Method for producing grain-oriented silicon steel sheet not having inorganic mineral film

Assignee: NIPPON STEEL CORPPriority: Apr 23, 2001Filed: Apr 23, 2002Granted: May 11, 2004
Est. expiryApr 23, 2021(expired)· nominal 20-yr term from priority
Inventors:FUJII HIROYASUUSHIGAMI YOSHIYUKINAKAMURA SHUICHIMURAKAMI KENICHIYAMAMOTO NORIHIROSAWANO KIYOSHIYAMAZAKI SHUICHI
C21D 8/1255C21D 1/70C21D 8/1272C21D 8/1283C21D 3/04C21D 9/46
52
PatentIndex Score
1
Cited by
9
References
7
Claims

Abstract

The present invention provides a method for producing a grain-oriented silicon steel sheet not having inorganic mineral films by using an annealing separator capable of preventing the inorganic mineral films composed of forsterite (Mg2SiO4), and so on, from forming during final annealing, comprising the steps of decarburization annealing followed by coating of annealing separator and final annealing, wherein alumina powder calcined at a calcination temperature of 900 to 1,400° C., or further having a BET specific surface area of 1 to 100 m<2>/g, an oil absorption of 1 to 70 ml/100 g, and/or having a gamma ratio of 0.001 to 2.0, is used as the annealing separator. Magnesia having a BET specific surface area of 0.5 to 5 m<2>/g may be added to said alumina powder.

Claims

exact text as granted — not AI-modified
What is claimed is:  
     
       1. A method for producing a grain-oriented silicon steel sheet not having inorganic mineral films, comprising the steps of decarburization annealing followed by coating with an annealing separator and final annealing, wherein alumina powder calcined at a calcination temperature of 900 to 1,400° C. is used as the annealing separator. 
     
     
       2. A method for producing a grain-oriented silicon steel sheet not having inorganic mineral films, comprising the steps of decarburization annealing followed by coating with the annealing separator and final annealing, according to  claim 1 , wherein the alumina powder having a BET specific surface area of 1 to 100 m 2 /g is used as the annealing separator. 
     
     
       3. A method for producing a grain-oriented silicon steel sheet not having inorganic mineral films, comprising the steps of decrburization annealing followed by coating with the annealing separator and final annealing, according to  claim 1 , wherein the alumina powder having an oil absorption of 1 to 70 ml/100 g is used as the annealing separator.

● **Given instruction A**:
Pick out each line of the entries below that contains the string "shadow", and copy those lines. Treat case as significant.

● **Provided records**:
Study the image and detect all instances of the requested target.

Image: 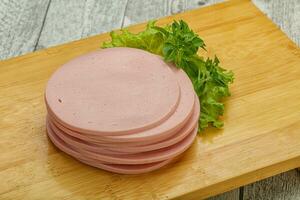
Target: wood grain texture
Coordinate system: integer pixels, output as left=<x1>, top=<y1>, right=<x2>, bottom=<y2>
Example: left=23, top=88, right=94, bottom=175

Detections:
left=0, top=0, right=49, bottom=60
left=244, top=170, right=300, bottom=200
left=38, top=0, right=127, bottom=49
left=122, top=0, right=239, bottom=200
left=0, top=1, right=300, bottom=199
left=123, top=0, right=224, bottom=27
left=207, top=189, right=240, bottom=200
left=253, top=0, right=300, bottom=47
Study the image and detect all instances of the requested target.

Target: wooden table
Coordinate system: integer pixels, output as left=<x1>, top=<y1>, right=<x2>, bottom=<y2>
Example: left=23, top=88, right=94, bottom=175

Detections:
left=0, top=0, right=300, bottom=199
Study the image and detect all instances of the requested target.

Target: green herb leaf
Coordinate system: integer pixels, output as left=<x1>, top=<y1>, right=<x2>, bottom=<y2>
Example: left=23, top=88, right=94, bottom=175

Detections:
left=102, top=20, right=233, bottom=130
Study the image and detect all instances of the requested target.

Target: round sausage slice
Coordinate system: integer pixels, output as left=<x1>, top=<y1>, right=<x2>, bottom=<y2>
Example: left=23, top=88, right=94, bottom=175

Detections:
left=49, top=97, right=200, bottom=155
left=45, top=66, right=193, bottom=146
left=47, top=121, right=173, bottom=174
left=45, top=48, right=180, bottom=136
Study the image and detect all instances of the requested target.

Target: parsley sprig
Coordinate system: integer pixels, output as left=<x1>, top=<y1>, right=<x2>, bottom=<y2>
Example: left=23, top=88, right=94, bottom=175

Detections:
left=102, top=20, right=233, bottom=130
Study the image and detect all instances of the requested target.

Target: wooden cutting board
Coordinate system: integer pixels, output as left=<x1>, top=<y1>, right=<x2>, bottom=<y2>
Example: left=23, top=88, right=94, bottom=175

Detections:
left=0, top=1, right=300, bottom=200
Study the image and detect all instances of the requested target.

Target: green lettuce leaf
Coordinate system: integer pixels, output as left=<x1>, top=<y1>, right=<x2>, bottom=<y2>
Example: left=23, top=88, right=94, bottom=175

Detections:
left=102, top=20, right=234, bottom=130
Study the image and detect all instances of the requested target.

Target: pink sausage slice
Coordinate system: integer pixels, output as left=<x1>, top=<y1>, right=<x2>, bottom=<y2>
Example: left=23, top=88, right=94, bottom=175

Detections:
left=50, top=97, right=200, bottom=154
left=47, top=122, right=172, bottom=174
left=45, top=48, right=180, bottom=136
left=48, top=67, right=193, bottom=145
left=52, top=121, right=198, bottom=164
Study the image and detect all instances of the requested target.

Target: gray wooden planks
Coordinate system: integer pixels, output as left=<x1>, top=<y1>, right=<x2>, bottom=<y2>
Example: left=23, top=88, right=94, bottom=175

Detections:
left=244, top=170, right=300, bottom=200
left=0, top=0, right=300, bottom=200
left=123, top=0, right=224, bottom=27
left=0, top=0, right=49, bottom=60
left=38, top=0, right=127, bottom=49
left=253, top=0, right=300, bottom=46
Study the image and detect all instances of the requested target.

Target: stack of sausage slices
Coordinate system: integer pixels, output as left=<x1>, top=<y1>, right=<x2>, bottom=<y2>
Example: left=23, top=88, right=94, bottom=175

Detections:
left=45, top=48, right=200, bottom=174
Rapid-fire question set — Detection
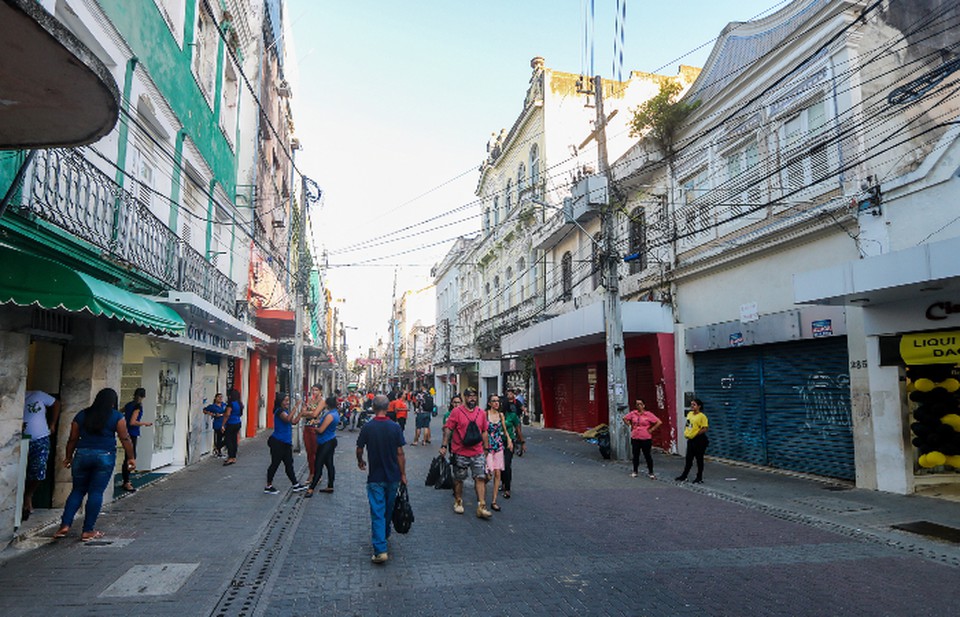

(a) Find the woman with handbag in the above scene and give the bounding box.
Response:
[302,384,324,484]
[486,394,513,512]
[305,396,340,497]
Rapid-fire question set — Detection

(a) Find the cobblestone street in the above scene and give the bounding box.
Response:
[0,429,960,616]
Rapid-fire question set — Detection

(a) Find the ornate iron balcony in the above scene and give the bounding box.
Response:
[23,149,237,315]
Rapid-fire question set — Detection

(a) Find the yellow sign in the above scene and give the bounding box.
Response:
[900,332,960,364]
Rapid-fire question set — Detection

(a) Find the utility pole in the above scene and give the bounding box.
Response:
[593,75,628,459]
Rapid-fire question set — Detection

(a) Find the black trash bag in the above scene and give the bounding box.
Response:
[597,428,612,459]
[423,454,443,486]
[393,484,413,533]
[433,456,453,491]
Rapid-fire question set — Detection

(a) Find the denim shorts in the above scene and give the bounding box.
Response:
[27,435,50,480]
[453,454,487,482]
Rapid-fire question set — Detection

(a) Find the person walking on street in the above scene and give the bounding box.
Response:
[357,394,407,564]
[411,392,433,446]
[223,388,243,467]
[486,394,513,512]
[440,388,493,519]
[263,392,307,495]
[389,393,408,431]
[53,388,137,542]
[20,390,60,521]
[623,399,663,480]
[120,388,153,493]
[203,392,227,458]
[443,394,463,424]
[500,390,527,499]
[306,396,340,497]
[301,384,325,484]
[676,398,710,484]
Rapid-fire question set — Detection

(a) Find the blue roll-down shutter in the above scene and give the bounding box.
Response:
[694,337,855,480]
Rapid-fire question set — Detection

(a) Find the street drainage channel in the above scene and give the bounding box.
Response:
[210,494,304,617]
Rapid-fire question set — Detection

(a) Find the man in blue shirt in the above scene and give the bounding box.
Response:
[357,394,407,563]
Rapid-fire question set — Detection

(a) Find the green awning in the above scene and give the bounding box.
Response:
[0,245,186,334]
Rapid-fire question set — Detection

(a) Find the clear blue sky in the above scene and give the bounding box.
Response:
[287,0,789,358]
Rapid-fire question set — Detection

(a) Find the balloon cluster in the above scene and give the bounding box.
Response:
[907,364,960,469]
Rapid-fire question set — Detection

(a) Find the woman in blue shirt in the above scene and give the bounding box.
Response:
[221,388,243,467]
[120,388,153,493]
[306,396,340,497]
[263,392,307,495]
[203,392,227,458]
[53,388,137,542]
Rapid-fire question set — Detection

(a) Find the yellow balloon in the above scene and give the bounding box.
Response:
[940,413,960,432]
[940,377,960,392]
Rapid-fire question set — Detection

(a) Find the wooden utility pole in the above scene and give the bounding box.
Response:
[593,75,629,459]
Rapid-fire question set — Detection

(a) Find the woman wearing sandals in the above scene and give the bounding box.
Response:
[263,392,307,495]
[302,384,324,484]
[305,396,340,497]
[623,399,663,480]
[53,388,137,542]
[486,394,513,512]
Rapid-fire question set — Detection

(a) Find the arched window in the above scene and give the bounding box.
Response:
[629,208,647,274]
[530,144,540,197]
[590,231,603,289]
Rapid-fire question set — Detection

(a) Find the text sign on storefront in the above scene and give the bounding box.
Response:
[900,332,960,364]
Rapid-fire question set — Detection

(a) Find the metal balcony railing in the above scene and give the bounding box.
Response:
[23,149,237,315]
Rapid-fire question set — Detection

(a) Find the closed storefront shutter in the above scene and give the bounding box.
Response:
[764,338,854,480]
[694,337,854,480]
[694,348,767,465]
[549,364,606,433]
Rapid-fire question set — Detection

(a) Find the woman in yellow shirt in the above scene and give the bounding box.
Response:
[677,398,710,484]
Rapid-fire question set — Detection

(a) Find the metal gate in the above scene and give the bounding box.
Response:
[545,364,606,433]
[694,337,855,480]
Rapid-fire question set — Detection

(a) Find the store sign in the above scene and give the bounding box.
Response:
[810,319,833,338]
[187,323,230,349]
[900,332,960,364]
[926,302,960,321]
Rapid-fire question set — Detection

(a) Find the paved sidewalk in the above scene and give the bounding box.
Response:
[544,430,960,566]
[0,427,960,617]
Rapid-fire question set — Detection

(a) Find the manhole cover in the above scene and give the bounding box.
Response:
[794,497,876,514]
[891,521,960,544]
[100,563,200,598]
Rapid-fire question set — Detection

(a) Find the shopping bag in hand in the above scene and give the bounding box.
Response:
[393,484,413,533]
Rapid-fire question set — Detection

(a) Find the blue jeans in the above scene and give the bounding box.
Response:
[367,482,400,553]
[60,449,117,532]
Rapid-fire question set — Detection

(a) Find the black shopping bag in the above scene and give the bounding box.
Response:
[393,484,413,533]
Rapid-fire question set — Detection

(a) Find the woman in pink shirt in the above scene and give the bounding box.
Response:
[623,399,663,480]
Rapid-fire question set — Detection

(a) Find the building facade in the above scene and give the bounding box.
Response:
[0,0,310,535]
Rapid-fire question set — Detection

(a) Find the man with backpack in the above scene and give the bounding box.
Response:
[440,388,493,519]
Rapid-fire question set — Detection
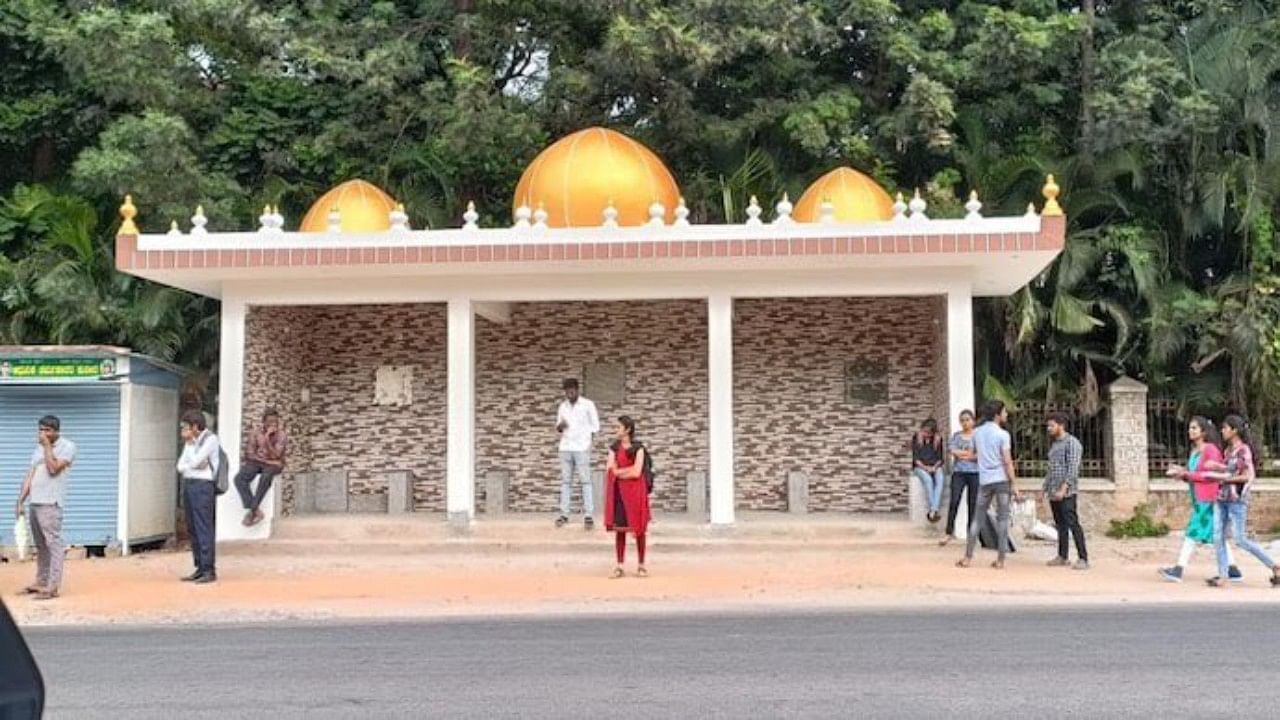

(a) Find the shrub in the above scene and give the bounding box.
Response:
[1107,505,1169,538]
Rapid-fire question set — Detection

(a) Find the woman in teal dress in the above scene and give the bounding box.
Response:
[1160,415,1239,583]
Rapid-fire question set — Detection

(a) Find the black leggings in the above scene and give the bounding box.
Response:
[947,473,978,536]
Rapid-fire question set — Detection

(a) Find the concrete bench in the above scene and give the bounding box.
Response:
[293,470,351,515]
[787,470,809,515]
[483,470,511,515]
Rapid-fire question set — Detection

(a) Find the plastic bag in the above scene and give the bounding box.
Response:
[13,514,31,561]
[1009,497,1038,536]
[1027,520,1057,542]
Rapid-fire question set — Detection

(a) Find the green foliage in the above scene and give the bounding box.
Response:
[1107,505,1169,538]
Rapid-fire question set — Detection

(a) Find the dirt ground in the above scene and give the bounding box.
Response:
[0,537,1280,625]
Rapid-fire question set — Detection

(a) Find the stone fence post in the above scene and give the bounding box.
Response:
[1106,378,1151,505]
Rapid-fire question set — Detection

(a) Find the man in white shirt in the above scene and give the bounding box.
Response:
[18,415,76,600]
[178,410,219,585]
[556,378,600,530]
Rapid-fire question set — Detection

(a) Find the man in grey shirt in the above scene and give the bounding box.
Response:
[956,400,1018,570]
[17,415,76,600]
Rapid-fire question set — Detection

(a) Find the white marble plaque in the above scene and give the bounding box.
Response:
[374,365,413,406]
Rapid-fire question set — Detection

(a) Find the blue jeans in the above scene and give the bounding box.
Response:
[911,468,947,512]
[182,478,218,575]
[561,450,595,518]
[1213,501,1276,578]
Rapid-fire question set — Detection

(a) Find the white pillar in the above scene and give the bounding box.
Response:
[216,287,264,542]
[707,295,733,527]
[947,284,978,429]
[947,283,978,539]
[444,297,476,529]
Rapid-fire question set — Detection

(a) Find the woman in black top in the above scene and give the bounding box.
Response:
[911,418,947,523]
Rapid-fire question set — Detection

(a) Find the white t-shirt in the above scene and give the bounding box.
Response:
[556,397,600,452]
[31,437,76,507]
[178,429,219,480]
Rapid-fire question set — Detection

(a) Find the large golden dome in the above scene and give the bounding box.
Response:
[512,128,680,228]
[791,168,893,223]
[298,179,396,232]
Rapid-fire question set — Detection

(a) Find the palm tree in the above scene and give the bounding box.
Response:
[0,186,218,384]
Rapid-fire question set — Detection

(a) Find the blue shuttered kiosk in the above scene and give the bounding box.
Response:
[0,346,182,553]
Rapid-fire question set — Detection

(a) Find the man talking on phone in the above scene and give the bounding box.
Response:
[15,415,76,600]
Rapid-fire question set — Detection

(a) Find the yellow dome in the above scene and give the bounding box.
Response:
[791,168,893,223]
[298,179,396,232]
[512,128,680,228]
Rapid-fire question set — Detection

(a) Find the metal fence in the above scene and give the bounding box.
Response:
[1009,402,1111,478]
[1147,397,1280,477]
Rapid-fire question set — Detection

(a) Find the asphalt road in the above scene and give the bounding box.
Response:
[27,607,1280,720]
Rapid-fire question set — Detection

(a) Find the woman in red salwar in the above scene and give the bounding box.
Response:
[604,415,649,579]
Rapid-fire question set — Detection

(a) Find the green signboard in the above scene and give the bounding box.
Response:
[0,357,116,382]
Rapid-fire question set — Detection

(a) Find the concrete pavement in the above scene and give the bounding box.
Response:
[28,606,1280,720]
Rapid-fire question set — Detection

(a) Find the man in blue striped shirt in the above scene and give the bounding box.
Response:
[1044,413,1089,570]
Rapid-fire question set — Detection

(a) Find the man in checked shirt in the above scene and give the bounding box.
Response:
[1044,413,1089,570]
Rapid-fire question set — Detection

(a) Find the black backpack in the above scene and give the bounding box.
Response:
[640,445,653,495]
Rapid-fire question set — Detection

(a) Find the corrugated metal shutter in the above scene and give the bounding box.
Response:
[0,384,120,544]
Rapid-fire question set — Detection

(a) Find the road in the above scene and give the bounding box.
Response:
[27,606,1280,720]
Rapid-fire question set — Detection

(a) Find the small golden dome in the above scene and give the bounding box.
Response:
[298,179,396,232]
[791,168,893,223]
[512,128,680,228]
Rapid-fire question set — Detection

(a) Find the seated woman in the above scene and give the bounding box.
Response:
[911,418,947,523]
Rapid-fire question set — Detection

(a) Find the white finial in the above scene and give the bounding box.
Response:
[964,190,982,220]
[893,192,906,220]
[746,195,763,225]
[773,192,795,225]
[676,197,689,228]
[515,204,534,229]
[191,205,209,234]
[388,202,408,232]
[649,200,667,228]
[906,188,929,220]
[818,197,836,225]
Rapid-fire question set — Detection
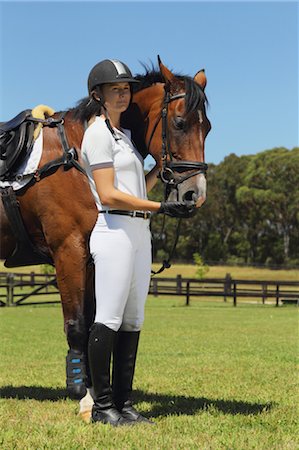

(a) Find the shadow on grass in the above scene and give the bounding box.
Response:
[0,386,68,402]
[134,391,274,417]
[0,386,274,417]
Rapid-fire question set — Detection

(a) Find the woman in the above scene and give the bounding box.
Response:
[82,60,192,426]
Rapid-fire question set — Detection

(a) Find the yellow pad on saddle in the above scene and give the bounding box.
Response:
[31,105,55,140]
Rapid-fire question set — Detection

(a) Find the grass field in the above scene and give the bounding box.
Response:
[0,297,299,450]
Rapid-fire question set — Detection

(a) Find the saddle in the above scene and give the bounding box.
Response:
[0,105,54,181]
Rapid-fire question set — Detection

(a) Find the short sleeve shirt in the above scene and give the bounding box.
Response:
[82,116,147,210]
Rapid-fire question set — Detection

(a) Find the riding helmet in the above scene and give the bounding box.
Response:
[88,59,138,94]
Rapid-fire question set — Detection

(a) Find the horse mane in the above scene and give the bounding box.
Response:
[69,64,208,123]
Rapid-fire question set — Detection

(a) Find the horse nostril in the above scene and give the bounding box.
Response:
[183,191,197,202]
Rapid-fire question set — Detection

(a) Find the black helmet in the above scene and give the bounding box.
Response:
[88,59,138,94]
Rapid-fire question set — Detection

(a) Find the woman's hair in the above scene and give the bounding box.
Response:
[73,83,133,123]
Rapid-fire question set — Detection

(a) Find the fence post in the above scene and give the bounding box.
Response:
[176,275,182,295]
[6,273,14,306]
[262,282,268,305]
[276,284,279,306]
[152,278,158,297]
[223,273,232,302]
[233,281,237,306]
[186,280,190,306]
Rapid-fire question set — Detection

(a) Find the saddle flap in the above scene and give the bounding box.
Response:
[0,120,35,181]
[0,109,31,135]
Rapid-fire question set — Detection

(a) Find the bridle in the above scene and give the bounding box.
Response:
[148,91,208,189]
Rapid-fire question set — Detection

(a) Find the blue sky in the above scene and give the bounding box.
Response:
[0,1,298,167]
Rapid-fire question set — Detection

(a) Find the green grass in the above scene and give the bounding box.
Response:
[0,297,299,450]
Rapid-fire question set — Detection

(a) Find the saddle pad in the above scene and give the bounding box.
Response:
[0,130,43,191]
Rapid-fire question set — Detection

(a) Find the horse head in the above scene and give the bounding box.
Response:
[133,57,211,207]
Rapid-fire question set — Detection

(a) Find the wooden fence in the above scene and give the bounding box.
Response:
[0,272,299,306]
[150,275,299,306]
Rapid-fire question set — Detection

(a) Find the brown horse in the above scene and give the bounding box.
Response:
[0,59,211,397]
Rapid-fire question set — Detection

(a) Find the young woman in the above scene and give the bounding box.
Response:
[82,60,195,426]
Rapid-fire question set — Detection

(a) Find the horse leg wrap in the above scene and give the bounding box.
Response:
[66,349,87,400]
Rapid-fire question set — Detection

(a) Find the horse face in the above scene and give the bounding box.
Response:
[167,93,211,207]
[155,59,211,207]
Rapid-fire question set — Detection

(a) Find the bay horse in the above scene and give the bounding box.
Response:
[0,58,211,398]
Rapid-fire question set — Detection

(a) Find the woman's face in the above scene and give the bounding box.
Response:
[102,83,131,113]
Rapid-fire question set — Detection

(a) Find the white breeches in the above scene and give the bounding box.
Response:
[90,214,151,331]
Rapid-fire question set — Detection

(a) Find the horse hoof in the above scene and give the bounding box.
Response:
[78,410,91,423]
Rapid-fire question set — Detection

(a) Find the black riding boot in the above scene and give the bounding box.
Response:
[112,331,153,424]
[88,323,130,426]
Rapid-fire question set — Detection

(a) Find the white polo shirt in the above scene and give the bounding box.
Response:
[82,116,147,210]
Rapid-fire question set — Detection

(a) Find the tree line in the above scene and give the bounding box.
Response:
[149,147,299,266]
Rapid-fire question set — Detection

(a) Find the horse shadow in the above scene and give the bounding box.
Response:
[0,386,274,418]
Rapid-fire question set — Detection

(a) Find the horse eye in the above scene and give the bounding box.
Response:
[173,116,186,130]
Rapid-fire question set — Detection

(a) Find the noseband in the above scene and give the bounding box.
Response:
[148,92,208,189]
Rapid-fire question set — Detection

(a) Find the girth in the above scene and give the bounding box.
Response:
[1,186,53,267]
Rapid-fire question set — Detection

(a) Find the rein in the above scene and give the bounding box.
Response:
[148,92,208,276]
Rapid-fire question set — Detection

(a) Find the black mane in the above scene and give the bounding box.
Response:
[71,64,208,123]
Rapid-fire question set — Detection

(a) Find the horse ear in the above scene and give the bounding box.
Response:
[158,55,175,84]
[194,69,207,90]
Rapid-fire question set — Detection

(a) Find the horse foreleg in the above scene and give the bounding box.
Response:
[54,236,88,398]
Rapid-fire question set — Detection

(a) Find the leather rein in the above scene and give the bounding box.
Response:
[148,92,208,277]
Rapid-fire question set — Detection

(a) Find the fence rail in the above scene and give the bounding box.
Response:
[0,272,299,306]
[149,274,299,306]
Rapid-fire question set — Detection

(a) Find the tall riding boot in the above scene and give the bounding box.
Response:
[88,323,130,426]
[112,331,153,424]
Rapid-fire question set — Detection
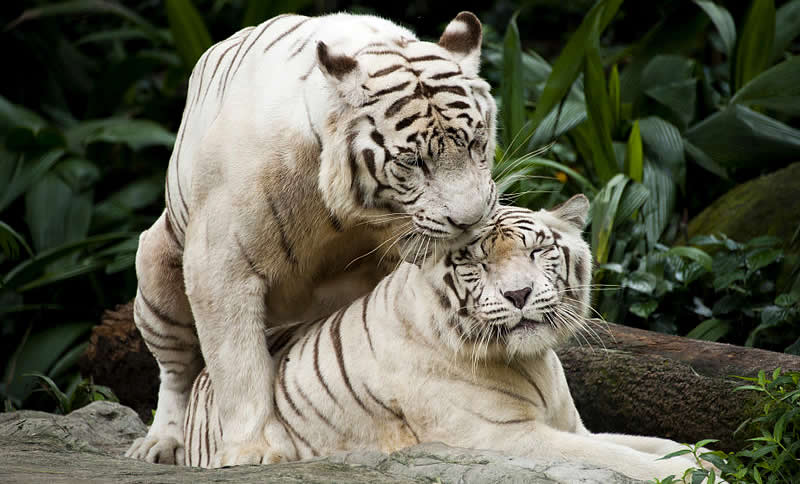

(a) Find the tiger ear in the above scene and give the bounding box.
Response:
[550,193,589,230]
[439,12,483,76]
[317,41,367,107]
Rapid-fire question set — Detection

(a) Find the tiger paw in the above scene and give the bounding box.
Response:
[211,442,287,467]
[125,435,185,466]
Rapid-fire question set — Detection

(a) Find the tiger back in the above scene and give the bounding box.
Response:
[185,196,708,479]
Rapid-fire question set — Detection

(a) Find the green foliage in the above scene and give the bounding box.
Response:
[656,368,800,484]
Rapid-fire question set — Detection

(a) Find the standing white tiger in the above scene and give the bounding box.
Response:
[185,199,708,479]
[126,12,497,465]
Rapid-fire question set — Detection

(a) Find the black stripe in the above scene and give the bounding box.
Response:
[269,198,298,266]
[369,64,404,78]
[294,378,343,434]
[363,385,420,443]
[394,113,422,131]
[314,327,341,407]
[264,17,311,53]
[137,287,194,328]
[331,308,372,415]
[233,14,294,77]
[361,291,375,357]
[372,81,411,97]
[429,71,461,81]
[277,358,306,420]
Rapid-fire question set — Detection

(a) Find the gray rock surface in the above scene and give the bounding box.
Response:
[0,402,638,484]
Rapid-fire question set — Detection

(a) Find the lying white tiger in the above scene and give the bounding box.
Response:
[126,12,497,465]
[185,195,691,479]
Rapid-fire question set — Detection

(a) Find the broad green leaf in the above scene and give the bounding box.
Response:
[731,56,800,116]
[608,64,622,128]
[0,221,33,259]
[642,159,676,247]
[683,138,728,179]
[6,0,163,41]
[686,319,731,342]
[639,116,686,187]
[64,118,175,152]
[0,96,47,134]
[622,271,658,294]
[532,0,622,127]
[694,0,736,59]
[3,232,139,288]
[772,0,800,59]
[25,159,100,252]
[583,39,619,183]
[625,120,644,183]
[0,148,64,211]
[746,248,783,272]
[686,104,800,168]
[501,14,527,151]
[630,300,658,319]
[620,9,709,104]
[666,246,714,272]
[614,181,650,222]
[734,0,775,92]
[166,0,211,69]
[5,322,93,400]
[591,174,630,264]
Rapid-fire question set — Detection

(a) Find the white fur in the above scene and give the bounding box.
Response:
[181,202,708,479]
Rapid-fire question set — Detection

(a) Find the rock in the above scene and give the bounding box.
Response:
[0,402,639,484]
[689,162,800,242]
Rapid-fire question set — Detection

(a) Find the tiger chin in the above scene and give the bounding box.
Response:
[185,195,708,479]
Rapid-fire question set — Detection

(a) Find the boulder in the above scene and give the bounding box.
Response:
[0,402,639,484]
[688,162,800,242]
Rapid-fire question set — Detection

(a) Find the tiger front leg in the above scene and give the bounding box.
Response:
[125,212,203,465]
[186,222,294,467]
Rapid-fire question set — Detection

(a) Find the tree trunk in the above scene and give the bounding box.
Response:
[81,303,800,450]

● **Given instruction B**:
Retype the patent excerpt above, starting at "The present invention" and continuing up to and including "said alumina powder.".

● **Full answer A**:
(a) Find the shadow on grass in the above scene and give the bounding box.
(a) Find the horse shadow in the above scene and give the bounding box.

● **Full answer B**:
The present invention provides a method for producing a grain-oriented silicon steel sheet not having inorganic mineral films by using an annealing separator capable of preventing the inorganic mineral films composed of forsterite (Mg2SiO4), and so on, from forming during final annealing, comprising the steps of decarburization annealing followed by coating of annealing separator and final annealing, wherein alumina powder calcined at a calcination temperature of 900 to 1,400° C., or further having a BET specific surface area of 1 to 100 m<2>/g, an oil absorption of 1 to 70 ml/100 g, and/or having a gamma ratio of 0.001 to 2.0, is used as the annealing separator. Magnesia having a BET specific surface area of 0.5 to 5 m<2>/g may be added to said alumina powder.